#### [Text provided]
★ ★ ★
It seems to me that people just want to see Aziraphale fail because it would punish him for returning to Heaven instead of running off with Crowley.
Some of y'all take everything Aziraphale says or does and twist those things into malicious anti-Crowley actions because you think the only reason Aziraphale exists is to make Crowley happy, and if he isn't thinking only about Crowley then he's doing something wrong.
Aziraphale does not exist as a plot device to further Crowley's character. They come as a pair. They've been learning from each other for 6,000 years. Crowley challenges Aziraphale just as much as Aziraphale challenges him.
You can be mad at Aziraphale all you want, but villainizing him is gross. Defending Crowley does not mean you have to tear down and mischaracterize Aziraphale anymore than defending Aziraphale means you have to tear down Crowley (but I don't see that happen on nearly the same level it happens to Aziraphale). Stop painting Aziraphale as an abusive partner, for fuck sake.
★ ★ ★
#### [Work required]
In the post defending Aziraphale, how long have Aziraphale and Crowley been learning from each other?
★ ★ ★
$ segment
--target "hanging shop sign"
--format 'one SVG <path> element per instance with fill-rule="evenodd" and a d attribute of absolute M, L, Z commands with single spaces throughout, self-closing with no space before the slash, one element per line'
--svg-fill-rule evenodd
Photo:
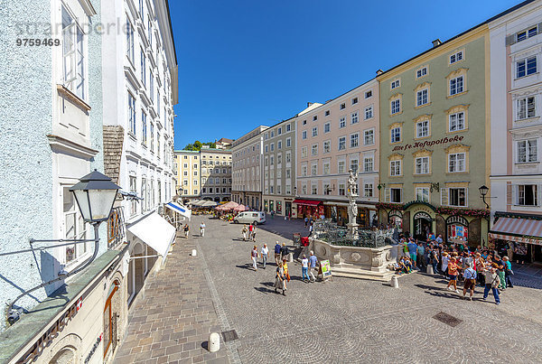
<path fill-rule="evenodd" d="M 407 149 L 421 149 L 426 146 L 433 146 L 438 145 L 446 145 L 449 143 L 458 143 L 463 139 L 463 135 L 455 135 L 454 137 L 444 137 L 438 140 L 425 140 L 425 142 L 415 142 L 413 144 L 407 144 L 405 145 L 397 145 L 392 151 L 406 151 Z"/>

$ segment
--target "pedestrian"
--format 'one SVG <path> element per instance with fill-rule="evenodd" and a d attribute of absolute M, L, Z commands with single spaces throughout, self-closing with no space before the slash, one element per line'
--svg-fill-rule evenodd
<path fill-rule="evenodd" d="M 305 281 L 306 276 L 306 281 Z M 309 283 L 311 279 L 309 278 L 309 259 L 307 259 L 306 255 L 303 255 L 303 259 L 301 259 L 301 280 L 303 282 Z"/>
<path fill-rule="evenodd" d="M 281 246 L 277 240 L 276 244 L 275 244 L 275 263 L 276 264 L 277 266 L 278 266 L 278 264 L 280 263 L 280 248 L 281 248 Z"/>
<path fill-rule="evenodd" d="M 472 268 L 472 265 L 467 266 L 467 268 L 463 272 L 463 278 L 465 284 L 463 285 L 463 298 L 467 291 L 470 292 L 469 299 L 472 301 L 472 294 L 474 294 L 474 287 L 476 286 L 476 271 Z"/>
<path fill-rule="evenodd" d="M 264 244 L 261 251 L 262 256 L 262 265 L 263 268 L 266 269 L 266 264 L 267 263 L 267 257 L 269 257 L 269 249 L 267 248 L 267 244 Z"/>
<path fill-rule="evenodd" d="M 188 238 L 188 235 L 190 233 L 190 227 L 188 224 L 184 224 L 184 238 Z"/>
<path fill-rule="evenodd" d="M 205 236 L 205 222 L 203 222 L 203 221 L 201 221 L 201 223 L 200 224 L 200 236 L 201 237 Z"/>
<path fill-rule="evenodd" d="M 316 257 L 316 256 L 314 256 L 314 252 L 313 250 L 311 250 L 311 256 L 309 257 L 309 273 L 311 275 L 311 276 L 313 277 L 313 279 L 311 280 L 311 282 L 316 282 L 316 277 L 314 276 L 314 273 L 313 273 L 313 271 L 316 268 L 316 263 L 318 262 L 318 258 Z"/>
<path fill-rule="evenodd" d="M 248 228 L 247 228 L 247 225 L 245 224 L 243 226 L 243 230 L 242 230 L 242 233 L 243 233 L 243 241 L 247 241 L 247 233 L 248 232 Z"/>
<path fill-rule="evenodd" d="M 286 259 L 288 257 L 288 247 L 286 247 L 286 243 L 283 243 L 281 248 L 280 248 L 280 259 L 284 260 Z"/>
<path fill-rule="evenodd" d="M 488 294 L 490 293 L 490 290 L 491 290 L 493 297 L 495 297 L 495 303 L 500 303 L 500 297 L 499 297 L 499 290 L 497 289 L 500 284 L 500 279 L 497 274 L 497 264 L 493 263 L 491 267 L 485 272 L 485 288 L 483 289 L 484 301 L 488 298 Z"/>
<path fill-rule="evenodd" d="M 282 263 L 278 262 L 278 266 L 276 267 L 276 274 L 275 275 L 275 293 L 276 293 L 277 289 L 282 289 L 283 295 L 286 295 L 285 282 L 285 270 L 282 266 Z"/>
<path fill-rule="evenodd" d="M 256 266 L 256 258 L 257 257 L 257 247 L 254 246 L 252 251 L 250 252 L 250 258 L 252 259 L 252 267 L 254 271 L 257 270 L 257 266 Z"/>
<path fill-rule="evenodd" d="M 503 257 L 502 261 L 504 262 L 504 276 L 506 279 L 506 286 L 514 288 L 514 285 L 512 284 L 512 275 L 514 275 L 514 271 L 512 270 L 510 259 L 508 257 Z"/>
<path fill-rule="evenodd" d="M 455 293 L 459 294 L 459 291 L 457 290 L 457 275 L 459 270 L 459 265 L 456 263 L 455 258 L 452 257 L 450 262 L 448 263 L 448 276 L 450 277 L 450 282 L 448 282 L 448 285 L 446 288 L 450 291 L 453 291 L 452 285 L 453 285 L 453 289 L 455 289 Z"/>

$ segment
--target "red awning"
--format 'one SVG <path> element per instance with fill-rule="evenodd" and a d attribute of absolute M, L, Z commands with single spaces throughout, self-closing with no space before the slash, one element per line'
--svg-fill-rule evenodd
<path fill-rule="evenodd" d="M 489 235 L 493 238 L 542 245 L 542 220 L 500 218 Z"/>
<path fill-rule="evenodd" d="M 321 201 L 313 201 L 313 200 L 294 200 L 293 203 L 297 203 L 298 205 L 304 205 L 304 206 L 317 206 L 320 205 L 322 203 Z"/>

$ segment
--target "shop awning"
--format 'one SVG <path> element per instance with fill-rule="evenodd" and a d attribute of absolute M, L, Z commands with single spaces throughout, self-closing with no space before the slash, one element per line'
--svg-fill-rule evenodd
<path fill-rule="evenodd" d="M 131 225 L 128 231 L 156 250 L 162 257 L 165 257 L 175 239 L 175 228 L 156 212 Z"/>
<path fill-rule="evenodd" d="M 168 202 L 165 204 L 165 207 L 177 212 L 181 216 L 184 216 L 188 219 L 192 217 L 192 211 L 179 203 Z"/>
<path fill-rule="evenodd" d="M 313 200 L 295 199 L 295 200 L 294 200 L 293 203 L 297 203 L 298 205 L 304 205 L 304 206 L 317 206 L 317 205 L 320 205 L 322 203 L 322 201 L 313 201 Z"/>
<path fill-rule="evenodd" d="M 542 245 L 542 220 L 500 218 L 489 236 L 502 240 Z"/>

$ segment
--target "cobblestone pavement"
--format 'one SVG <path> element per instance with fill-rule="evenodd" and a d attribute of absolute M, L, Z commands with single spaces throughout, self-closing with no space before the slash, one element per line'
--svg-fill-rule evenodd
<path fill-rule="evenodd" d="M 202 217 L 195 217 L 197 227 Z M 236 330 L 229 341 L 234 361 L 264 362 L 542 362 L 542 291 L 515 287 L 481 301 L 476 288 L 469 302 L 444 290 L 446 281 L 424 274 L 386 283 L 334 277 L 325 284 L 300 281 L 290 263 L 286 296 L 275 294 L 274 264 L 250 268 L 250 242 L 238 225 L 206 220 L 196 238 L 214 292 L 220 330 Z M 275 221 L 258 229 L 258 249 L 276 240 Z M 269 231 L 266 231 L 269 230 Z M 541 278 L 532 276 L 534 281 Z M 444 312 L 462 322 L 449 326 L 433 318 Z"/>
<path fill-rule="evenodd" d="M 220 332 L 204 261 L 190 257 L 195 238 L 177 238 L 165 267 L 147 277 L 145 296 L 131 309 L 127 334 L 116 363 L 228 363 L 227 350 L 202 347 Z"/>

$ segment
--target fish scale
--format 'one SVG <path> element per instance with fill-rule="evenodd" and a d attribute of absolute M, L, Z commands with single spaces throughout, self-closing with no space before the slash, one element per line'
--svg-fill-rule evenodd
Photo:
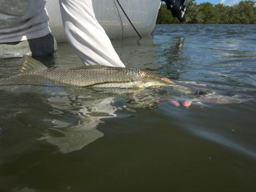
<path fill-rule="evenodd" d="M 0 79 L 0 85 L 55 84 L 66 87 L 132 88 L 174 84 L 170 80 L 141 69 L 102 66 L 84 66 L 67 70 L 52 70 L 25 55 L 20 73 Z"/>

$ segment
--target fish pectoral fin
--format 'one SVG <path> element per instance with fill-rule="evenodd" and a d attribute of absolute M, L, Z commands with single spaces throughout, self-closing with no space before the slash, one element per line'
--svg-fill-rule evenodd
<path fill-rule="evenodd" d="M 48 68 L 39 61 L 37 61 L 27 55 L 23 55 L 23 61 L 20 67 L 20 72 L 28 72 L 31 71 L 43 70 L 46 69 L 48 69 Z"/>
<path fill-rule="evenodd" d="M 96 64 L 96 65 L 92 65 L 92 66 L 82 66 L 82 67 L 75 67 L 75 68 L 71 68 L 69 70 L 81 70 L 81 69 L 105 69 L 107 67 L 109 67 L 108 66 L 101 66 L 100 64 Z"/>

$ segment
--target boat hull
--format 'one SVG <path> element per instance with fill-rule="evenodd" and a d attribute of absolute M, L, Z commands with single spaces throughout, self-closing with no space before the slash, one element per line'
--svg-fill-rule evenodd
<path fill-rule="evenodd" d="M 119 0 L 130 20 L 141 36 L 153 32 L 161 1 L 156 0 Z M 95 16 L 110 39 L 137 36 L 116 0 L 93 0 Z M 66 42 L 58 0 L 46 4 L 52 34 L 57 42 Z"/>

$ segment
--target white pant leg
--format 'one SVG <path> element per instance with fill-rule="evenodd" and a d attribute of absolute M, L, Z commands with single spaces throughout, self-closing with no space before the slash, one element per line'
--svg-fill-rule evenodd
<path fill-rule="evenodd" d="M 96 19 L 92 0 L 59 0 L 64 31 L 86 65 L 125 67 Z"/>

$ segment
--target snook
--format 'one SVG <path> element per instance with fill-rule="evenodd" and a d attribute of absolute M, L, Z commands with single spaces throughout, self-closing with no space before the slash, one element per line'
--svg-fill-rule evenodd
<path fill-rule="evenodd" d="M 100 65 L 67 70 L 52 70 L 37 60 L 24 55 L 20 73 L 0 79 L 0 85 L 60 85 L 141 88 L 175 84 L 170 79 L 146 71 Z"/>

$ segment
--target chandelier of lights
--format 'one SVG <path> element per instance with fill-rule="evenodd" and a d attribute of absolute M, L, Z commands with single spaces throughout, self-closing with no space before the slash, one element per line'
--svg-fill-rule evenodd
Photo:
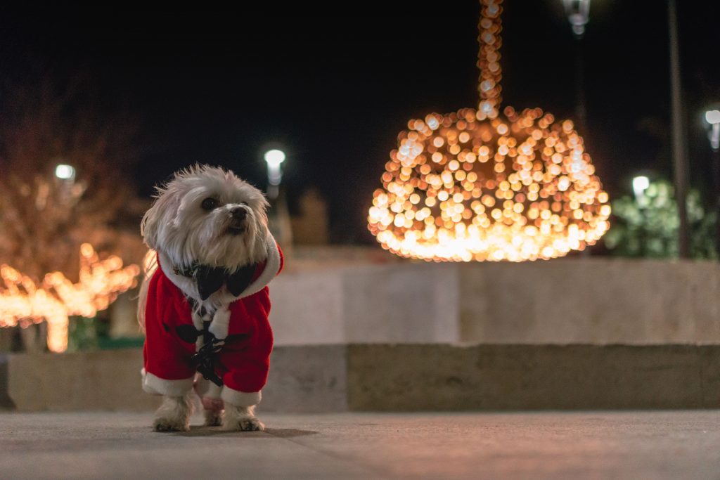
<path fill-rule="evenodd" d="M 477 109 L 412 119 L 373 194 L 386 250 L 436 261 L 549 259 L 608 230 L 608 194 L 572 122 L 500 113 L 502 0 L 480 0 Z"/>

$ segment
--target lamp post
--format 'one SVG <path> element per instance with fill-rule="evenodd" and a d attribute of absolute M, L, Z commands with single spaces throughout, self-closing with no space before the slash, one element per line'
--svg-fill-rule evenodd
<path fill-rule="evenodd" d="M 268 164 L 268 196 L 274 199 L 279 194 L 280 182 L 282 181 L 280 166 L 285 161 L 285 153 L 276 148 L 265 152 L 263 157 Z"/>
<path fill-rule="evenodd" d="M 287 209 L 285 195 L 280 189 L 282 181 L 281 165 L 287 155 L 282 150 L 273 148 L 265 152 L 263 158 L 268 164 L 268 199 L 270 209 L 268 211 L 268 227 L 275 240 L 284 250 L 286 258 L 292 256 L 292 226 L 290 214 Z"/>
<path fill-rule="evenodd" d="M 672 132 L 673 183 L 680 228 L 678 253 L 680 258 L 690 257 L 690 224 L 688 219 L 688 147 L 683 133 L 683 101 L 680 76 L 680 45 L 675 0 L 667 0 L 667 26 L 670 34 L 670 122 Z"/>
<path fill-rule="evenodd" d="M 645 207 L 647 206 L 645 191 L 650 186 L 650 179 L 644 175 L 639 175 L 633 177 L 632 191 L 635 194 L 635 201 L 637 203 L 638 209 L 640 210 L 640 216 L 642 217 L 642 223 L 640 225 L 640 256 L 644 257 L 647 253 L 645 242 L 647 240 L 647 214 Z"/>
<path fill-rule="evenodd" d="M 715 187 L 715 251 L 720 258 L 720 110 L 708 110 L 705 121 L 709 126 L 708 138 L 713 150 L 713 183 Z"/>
★ ★ ★
#### [Solution below]
For 6,000 years.